コラム本文 ::

----------------

小林光恵さんの おやすみコラム #027「不採用の理由を知りたい」
2025/1/14
みんなの広場
2024/12
「病院で誕生日を迎えるということ(※)」と題した症例報告を読みました。
予後不良の状態となった女性患者(60代)のもうすぐやってくる誕生日を、彼女の夫と共に看護師がお祝いすることに、賛成する看護師、反対意見の看護師、患者や家族の意見を聴き尊重していくと考える看護師。
結局、看護師は積極的には介入せず、病室では家族でホールケーキを囲み、患者と写真を撮っている姿が見られたようです。
これを読んでいてスナックのママMさんの話を思い出しました。常連客の高齢の男性Tさんは、ある夜Mさんに頼みました。「実は、一番忘れたくないことが妻の誕生日なんだ。オレがボケはじめて、もし忘れているようなら、その日だとおしえてほしい」と。
Mさんはこう続けました。

----------------

(自然言語による領域の説明)
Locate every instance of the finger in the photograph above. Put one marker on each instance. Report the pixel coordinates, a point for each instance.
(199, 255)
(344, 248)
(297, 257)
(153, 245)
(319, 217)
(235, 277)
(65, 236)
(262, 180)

----------------

取り組む課題 ::
A - コラムに書かれている内容をもとに、次の問いに答えてください。
(i) 筆者が読んだ症例報告の題名は何ですか。
(ii) 予後不良の状態となった女性患者は何代ですか。
(iii) Tさんが一番忘れたくないことは何ですか。
B - コラムのうち、「小林光恵さんの おやすみコラム #027「不採用の理由を知りたい」」を含む語句で始まり「ている姿が見られたようです。」で終わる部分を、そのまま書き出してください。
C - コラムの内容を三文で要約してください。
このデータはコラムの内容とは関係ありません。

課題の解答 ::
A -
(i) 「病院で誕生日を迎えるということ」
(ii) 60代
(iii) 妻の誕生日

B -
小林光恵さんの おやすみコラム #027「不採用の理由を知りたい」
2025/1/14
みんなの広場
2024/12
「病院で誕生日を迎えるということ(※)」と題した症例報告を読みました。
予後不良の状態となった女性患者(60代)のもうすぐやってくる誕生日を、彼女の夫と共に看護師がお祝いすることに、賛成する看護師、反対意見の看護師、患者や家族の意見を聴き尊重していくと考える看護師。
結局、看護師は積極的には介入せず、病室では家族でホールケーキを囲み、患者と写真を撮っている姿が見られたようです。

C - 筆者は、予後不良となった60代の女性患者の誕生日を、夫と共に看護師が祝うことをめぐって看護師の意見が分かれた症例報告を読んだ。結局、看護師は積極的には介入せず、病室では家族でホールケーキを囲み、患者と写真を撮っていたようだ。これを読んで筆者はスナックのママMさんの話を思い出したが、それは常連客の高齢男性Tさんが、自分がボケて妻の誕生日を忘れていたら教えてほしいとMさんに頼んだというものだった。